▸ TASK DESCRIPTION
Could you reproduce the material from its first line through the line containing "130, 0, 149, 57", both included, with every line and request kept? Multiply each bounding-box coordinate in the answers by 2.55 and round to whole numbers, with halves rounded up.

▸ Source records
** Begin **

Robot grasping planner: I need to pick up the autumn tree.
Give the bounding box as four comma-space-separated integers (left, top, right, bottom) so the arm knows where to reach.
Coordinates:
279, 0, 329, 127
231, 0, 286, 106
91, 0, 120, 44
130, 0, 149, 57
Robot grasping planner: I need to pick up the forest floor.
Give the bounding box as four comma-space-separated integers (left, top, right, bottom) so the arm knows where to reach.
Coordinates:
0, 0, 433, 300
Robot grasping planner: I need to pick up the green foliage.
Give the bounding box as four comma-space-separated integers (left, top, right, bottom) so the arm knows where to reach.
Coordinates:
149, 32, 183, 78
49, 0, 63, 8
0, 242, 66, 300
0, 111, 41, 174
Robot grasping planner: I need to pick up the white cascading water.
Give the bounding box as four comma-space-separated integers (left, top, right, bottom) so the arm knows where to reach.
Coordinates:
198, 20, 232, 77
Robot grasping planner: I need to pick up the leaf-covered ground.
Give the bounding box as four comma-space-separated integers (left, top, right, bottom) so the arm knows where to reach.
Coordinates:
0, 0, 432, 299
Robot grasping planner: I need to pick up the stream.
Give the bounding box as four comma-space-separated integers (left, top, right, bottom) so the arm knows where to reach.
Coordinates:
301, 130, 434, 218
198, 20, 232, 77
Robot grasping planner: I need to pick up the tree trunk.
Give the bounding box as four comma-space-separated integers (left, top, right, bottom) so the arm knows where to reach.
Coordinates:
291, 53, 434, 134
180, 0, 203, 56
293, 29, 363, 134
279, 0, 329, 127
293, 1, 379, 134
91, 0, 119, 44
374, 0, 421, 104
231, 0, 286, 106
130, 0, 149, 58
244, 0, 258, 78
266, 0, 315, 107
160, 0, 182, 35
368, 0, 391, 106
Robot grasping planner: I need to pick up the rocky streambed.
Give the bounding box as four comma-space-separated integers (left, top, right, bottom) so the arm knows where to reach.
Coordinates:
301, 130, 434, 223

** End **

▸ EXERCISE ANSWER
Robot grasping planner: I need to pick up the autumn tree.
Give the bounding box as four comma-space-separated integers (left, top, right, bottom) so the arm knows where to reach.
Coordinates:
711, 0, 839, 324
589, 0, 729, 270
232, 0, 306, 112
332, 0, 380, 145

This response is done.